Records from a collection
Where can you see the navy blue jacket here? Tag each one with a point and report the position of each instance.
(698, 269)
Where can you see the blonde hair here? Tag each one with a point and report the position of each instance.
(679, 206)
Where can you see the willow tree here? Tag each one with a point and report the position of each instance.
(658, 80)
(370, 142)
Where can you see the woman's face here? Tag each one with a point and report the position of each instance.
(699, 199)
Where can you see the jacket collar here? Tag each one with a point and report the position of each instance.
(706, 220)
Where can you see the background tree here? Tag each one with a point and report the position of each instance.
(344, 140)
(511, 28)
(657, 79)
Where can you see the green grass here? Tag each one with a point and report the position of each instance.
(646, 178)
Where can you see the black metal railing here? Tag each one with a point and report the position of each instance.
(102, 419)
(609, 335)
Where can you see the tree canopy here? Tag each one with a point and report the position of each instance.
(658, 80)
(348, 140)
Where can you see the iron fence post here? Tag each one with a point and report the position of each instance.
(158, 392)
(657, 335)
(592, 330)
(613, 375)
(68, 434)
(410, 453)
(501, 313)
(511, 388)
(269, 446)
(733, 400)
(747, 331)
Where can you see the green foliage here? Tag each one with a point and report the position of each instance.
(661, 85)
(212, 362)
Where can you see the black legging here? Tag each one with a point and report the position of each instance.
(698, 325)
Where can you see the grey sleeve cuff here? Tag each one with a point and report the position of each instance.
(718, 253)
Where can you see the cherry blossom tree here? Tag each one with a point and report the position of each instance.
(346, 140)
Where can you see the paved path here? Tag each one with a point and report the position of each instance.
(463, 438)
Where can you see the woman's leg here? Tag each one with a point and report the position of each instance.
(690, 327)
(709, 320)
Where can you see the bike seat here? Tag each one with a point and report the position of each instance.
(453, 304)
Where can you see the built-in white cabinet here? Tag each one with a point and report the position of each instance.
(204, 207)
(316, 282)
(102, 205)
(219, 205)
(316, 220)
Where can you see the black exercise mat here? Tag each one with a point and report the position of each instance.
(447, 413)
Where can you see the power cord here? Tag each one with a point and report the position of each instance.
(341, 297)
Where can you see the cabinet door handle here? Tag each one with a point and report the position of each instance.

» TASK REQUIREMENTS:
Using the data above, repeat every line exactly.

» TASK OUTPUT:
Where can you see the navy blue jacket here? Tag each one with a point and report the position of each instance.
(698, 269)
Where can you see the blonde hair here? Tag each one with a point and report the position of each instance.
(679, 206)
Where can you see the willow tree here? Tag each one with a point and report the position of each instance.
(658, 80)
(370, 142)
Where can you see the woman's face here? Tag each one with a point and report the position of each instance.
(699, 199)
Where can you see the jacket collar here? Tag each one with a point and report the position of each instance.
(706, 220)
Where can you see the background tree here? Tag each one with a point and report the position of each instance.
(344, 140)
(511, 28)
(657, 79)
Where can you see the green grass here? Tag each one with a point and report the position of each instance.
(646, 178)
Where can you see the black metal railing here? Tag each one with a point and report the position of each instance.
(102, 419)
(609, 335)
Where can you see the tree canopy here? Tag each one with a point and report the position of each instance.
(658, 80)
(348, 140)
Where can you see the iron fence post here? Tag each one with a point and report the position of each instance.
(158, 392)
(657, 335)
(592, 330)
(613, 375)
(68, 434)
(410, 453)
(501, 313)
(511, 388)
(269, 446)
(733, 400)
(747, 331)
Where can you see the green foliage here? Tag each one with a point and report the position of each instance.
(661, 85)
(212, 362)
Where can you see the black legging here? Tag each one with a point and report the position of each instance.
(698, 325)
Where can you see the grey sleeve cuff here? Tag each one with a point and report the position of each instance.
(718, 253)
Where can you see the cherry blossom tree here? Tag each one with a point and report the position of each instance.
(346, 140)
Where can you see the paved path here? Tag each one with a point and report the position of each instance.
(463, 438)
Where can you see the woman's leg here? Tag each one with a point and report the position of each instance.
(690, 327)
(709, 320)
Where can you see the bike seat here? Tag each one with a point and report the position of each instance.
(453, 304)
Where can you see the built-in white cabinet here? Tag each one with a point and report the position of each instance.
(204, 207)
(316, 282)
(102, 205)
(219, 205)
(316, 220)
Where can you see the black exercise mat here? Tag each one with a point and report the position of each instance.
(447, 413)
Where can you see the power cord here? Tag each one with a point and report the position of each instance.
(341, 297)
Where can you see the cabinet door handle here? Tag each one with a point and report the position of each instance.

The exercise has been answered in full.